§ WHAT THE EXERCISE ASKS
Restate every record exactly, with nothing skipped.

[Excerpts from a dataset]
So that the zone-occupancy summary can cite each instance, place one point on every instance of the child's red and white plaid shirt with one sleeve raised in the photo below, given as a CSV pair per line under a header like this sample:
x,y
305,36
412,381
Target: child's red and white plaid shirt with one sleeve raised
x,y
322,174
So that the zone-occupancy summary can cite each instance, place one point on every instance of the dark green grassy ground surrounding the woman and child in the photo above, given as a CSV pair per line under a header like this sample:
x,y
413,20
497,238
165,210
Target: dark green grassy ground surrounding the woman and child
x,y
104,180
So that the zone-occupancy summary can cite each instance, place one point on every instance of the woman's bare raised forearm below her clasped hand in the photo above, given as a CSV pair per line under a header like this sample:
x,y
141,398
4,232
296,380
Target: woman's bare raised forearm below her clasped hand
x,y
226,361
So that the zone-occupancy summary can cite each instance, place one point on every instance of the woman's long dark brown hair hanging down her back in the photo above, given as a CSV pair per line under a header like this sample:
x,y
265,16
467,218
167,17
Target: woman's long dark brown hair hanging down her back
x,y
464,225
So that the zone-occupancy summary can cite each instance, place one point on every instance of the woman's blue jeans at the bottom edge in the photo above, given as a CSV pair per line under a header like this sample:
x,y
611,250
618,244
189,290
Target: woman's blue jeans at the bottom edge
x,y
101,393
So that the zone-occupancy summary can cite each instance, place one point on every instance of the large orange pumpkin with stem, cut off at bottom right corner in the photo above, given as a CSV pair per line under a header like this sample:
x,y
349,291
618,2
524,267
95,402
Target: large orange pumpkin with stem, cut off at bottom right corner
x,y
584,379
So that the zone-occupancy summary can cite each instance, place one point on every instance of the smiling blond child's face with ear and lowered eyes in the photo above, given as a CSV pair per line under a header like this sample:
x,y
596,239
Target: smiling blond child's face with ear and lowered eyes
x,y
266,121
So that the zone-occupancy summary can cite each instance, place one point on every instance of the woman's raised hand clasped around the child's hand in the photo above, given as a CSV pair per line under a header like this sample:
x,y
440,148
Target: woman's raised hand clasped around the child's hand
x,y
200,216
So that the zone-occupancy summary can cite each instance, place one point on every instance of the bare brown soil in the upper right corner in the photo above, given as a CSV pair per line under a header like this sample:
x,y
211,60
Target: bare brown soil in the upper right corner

§ YOUR SOLUTION
So that the zone-occupancy summary can cite each instance, place one point on every instance of the child's red and white plaid shirt with one sleeve raised in the photo below, given as a CSV pair per line under a header like this sample:
x,y
305,36
412,381
Target: child's red and white plaid shirt with one sleeve raised
x,y
322,174
So that the zone-occupancy summary can cite each instance, place one point on every instance of the dark green grassy ground surrounding the woman and child in the photo above, given as a CSV pair per line under a header like this sample:
x,y
413,20
497,238
165,210
Target: dark green grassy ground surrounding the woman and child
x,y
104,180
So that the zone-occupancy summary can cite each instance, place one point on every instance of the woman's bare raised forearm below her clasped hand in the photo above, given as a CSV pair per line under a header like this sample:
x,y
141,398
4,232
296,380
Target: woman's bare raised forearm below her clasped hand
x,y
226,361
So that the zone-occupancy summary can cite each instance, place one point on every instance of the woman's long dark brown hair hanging down her back in the photo above, given as a CSV pair per line under a header like this sample:
x,y
265,16
467,218
167,17
Target: woman's long dark brown hair hanging down her back
x,y
464,225
So that the zone-occupancy summary can cite each instance, place one point on every instance of the woman's blue jeans at the bottom edge in the photo above, given as a CSV pair per line under a header like this sample:
x,y
611,250
618,244
189,290
Target: woman's blue jeans at the bottom edge
x,y
101,393
So that the zone-occupancy summary can cite each instance, place one point on every instance of the large orange pumpkin with stem, cut off at bottom right corner in the photo above, given as a CSV pair per line under a header like this sample:
x,y
349,291
618,2
524,267
95,402
Target: large orange pumpkin with stem, cut off at bottom right corner
x,y
584,379
So that the zone-occupancy summary can cite each instance, place one point on every instance of the smiling blond child's face with ear and lowered eyes in the photo above, given as a CSV pair per line under a header like this sample:
x,y
596,239
Target: smiling blond child's face with ear and lowered eyes
x,y
266,121
So that the zone-occupancy summary can cite each instance, place one point on every instance of the woman's raised hand clasped around the child's hand in the photo above, given as a CSV pair per line under a header like this sample:
x,y
440,148
Target: woman's raised hand clasped around the child's hand
x,y
200,216
So that the zone-occupancy summary can cite each instance, place one point on every instance of the bare brown soil in the upper right corner in the photo above, given as a CSV pair per line under a header like this sample:
x,y
211,60
Target: bare brown soil in the upper right corner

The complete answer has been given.